Fiquei longínquos dois meses afastado da minha escrita quinzenal aqui no site. Escrita essa que tanto me ajuda a seguir gauche na vida, ademais nesse novo tempo de velhas incertezas cruéis aguçadas pela pandemia. Precisava dessa pausa. Acalmar a mente, hibernar as ideias, arrefecer as metas em banho maria.

Tem horas que precisamos parar o tempo. Ao menos o nosso.

Esse hiato me fez lembrar de uma das tantas vezes que tentei parar de escrever por vontade (im)própria, por descrença em mim, por cansaço do mundo, ou seja lá o que mais tenha provocado essa entressafra de secura íntima que deixa o prazer da escrita ínfimo e o filtro do cotidiano opaco.

Falhei miseravelmente. Um dia, dois dias… e lá estava eu inquieto, sedento à procura de um papel e uma caneta para despejar o que não cabia na cabeça, o que ardia no peito, o que definhava na falta de coragem.   

 Assim como tem pessoas que a gente (não devo ser o único) segue no instagram e curtimos a postagem sem precisar registrar a imagem na íntegra ou ler a legenda até as hashtags finais, tem escritores e escritoras que lemos a obra às cegas, sem precisar de uma sinopse pra resumir o que encontraremos pelo caminho.

Entre eles e elas, Aline Bei. Me encanta sua forma de narrar e compartilhar o movimento embriagante das palavras e dos mais díspares sentimentos que as dão vida. A forma sempre está a serviço da história que ela conta e não ao contrário.

 Em Pequena coreografia do adeus, sua mais recente publicação, ela consegue rasgar com ainda mais profundidade e beleza as entranhas das personagens de uma forma particular e pública na mesma intensidade, e nos conduzir pelas diferentes (re)descobertas de cada experiência, cada relação.

· · · · · · ·

Tarefa a realizar:
Com base no texto, responda às perguntas:
1. Por quanto tempo durou o afastamento da escrita quinzenal no site?
2. O que foi procurado quando falhou a tentativa de parar de escrever?
3. Qual é a publicação mais recente de Aline Bei citada no texto?
As linhas que vêm depois do texto constituem um material independente.

Material de estudo:
· · · · · · ·

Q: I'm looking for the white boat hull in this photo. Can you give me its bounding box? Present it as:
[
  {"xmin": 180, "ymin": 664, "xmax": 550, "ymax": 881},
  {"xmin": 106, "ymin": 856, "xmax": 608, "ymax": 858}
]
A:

· · · · · · ·

Área de resposta:
1. Dois meses.
2. Um papel e uma caneta.
3. Pequena coreografia do adeus.